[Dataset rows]

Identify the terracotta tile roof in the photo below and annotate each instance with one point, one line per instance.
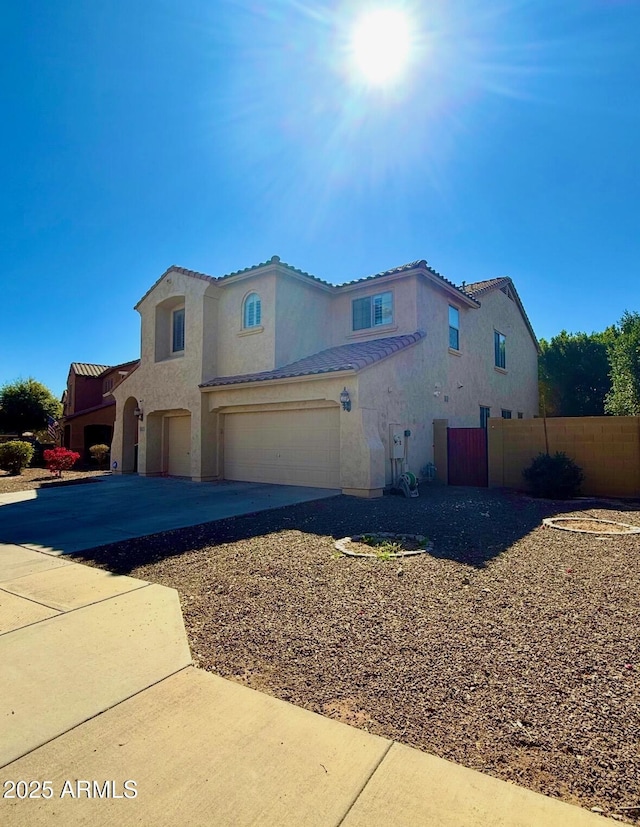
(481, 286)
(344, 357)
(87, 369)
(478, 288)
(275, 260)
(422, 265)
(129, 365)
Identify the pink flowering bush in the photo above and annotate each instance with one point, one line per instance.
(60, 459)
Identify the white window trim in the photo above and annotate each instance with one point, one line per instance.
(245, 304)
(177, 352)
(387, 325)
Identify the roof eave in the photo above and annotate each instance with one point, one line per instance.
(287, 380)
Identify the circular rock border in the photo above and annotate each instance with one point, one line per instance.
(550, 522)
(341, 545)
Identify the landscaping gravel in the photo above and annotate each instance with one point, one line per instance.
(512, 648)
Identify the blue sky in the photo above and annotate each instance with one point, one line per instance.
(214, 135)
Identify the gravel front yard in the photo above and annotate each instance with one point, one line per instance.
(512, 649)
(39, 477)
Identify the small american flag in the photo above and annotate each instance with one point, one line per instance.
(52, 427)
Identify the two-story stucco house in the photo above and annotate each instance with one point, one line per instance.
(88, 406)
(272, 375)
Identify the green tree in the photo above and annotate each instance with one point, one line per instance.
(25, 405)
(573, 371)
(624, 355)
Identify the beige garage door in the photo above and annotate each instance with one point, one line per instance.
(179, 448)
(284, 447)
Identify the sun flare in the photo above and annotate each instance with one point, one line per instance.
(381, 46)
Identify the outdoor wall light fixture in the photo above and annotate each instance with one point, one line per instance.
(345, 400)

==

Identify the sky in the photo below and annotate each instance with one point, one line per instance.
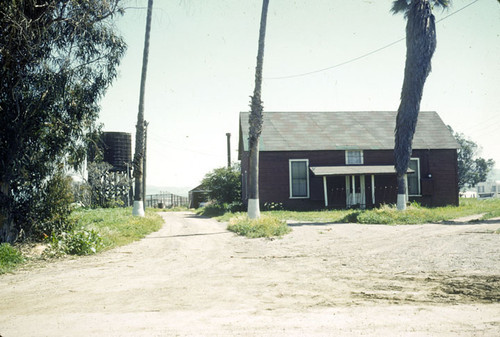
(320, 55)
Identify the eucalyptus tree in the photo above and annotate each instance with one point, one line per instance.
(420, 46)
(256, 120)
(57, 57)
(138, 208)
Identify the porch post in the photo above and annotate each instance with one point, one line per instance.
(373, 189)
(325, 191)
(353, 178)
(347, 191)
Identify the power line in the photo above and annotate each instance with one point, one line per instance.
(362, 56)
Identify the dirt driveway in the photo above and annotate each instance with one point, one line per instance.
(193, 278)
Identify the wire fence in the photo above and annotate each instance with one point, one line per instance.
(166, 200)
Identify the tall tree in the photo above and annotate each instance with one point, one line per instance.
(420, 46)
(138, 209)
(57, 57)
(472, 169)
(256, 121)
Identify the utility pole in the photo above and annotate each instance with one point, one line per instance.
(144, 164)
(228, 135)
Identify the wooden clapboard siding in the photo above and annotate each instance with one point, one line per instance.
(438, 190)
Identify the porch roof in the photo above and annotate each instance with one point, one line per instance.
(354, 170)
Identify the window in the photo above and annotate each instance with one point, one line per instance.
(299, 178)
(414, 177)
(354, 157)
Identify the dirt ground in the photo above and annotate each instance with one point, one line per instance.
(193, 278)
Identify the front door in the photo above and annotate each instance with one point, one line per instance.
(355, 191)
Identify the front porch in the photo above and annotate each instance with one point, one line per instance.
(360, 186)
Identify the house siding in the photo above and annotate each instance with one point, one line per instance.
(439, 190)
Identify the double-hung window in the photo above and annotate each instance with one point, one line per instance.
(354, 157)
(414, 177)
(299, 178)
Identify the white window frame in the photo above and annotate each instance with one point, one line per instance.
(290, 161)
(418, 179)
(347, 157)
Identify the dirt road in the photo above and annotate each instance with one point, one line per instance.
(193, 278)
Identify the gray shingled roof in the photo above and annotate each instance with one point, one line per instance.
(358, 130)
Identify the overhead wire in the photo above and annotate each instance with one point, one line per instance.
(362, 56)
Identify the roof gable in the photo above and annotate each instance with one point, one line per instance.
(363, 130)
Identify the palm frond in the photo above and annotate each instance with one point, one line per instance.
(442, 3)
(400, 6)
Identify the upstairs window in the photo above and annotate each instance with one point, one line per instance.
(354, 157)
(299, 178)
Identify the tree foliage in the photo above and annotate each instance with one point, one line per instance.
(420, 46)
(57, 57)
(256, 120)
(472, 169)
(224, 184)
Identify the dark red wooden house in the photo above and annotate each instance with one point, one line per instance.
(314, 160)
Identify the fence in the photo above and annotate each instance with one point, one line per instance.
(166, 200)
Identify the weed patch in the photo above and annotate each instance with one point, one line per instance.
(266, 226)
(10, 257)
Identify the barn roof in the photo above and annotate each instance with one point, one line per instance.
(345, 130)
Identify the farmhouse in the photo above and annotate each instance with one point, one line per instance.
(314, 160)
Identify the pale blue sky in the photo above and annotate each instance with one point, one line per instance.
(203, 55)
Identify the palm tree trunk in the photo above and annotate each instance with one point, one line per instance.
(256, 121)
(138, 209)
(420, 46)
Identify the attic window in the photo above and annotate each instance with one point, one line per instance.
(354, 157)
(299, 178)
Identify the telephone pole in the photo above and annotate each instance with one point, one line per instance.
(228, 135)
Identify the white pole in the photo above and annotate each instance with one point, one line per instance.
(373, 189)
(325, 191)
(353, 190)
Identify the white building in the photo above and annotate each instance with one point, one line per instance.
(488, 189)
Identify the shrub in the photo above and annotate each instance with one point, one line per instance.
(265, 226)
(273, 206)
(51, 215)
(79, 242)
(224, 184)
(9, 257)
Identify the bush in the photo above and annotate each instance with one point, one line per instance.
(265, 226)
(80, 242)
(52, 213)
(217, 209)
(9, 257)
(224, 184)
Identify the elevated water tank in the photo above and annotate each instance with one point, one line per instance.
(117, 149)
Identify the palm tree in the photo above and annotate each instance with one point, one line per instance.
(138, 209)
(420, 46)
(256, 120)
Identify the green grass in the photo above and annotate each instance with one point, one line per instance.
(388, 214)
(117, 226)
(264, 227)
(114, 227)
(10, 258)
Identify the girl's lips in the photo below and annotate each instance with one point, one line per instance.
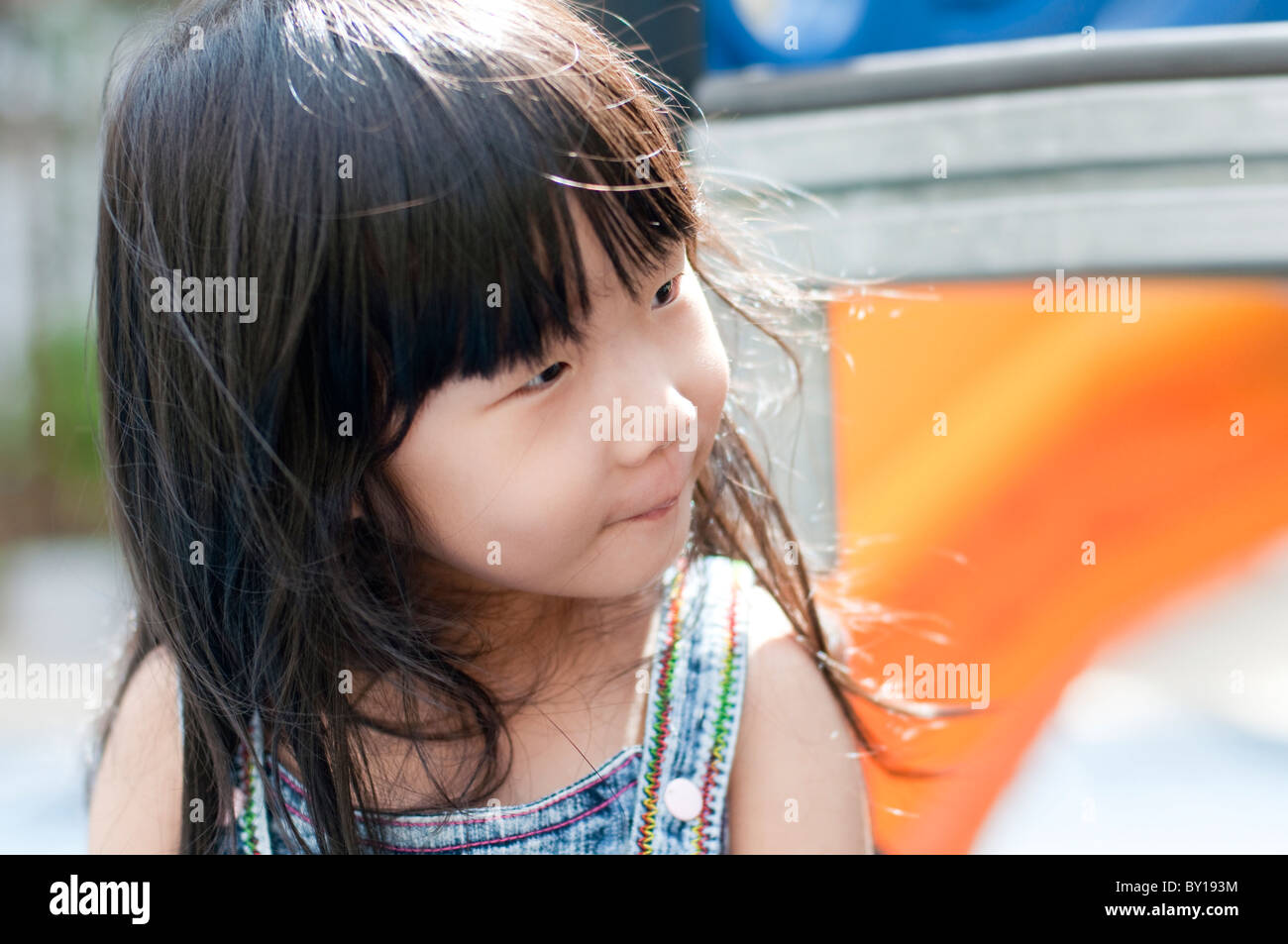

[What needs to be done] Locate every line in the records that contains the word "wooden" and copy each of those lines. Matching is case-sensitive.

[Response]
Identify the wooden clapboard siding in the photo above and annotate each instance with one point, one line per instance.
Identify the dark red wooden house in the photo above and annotate each instance with one point, one line per instance.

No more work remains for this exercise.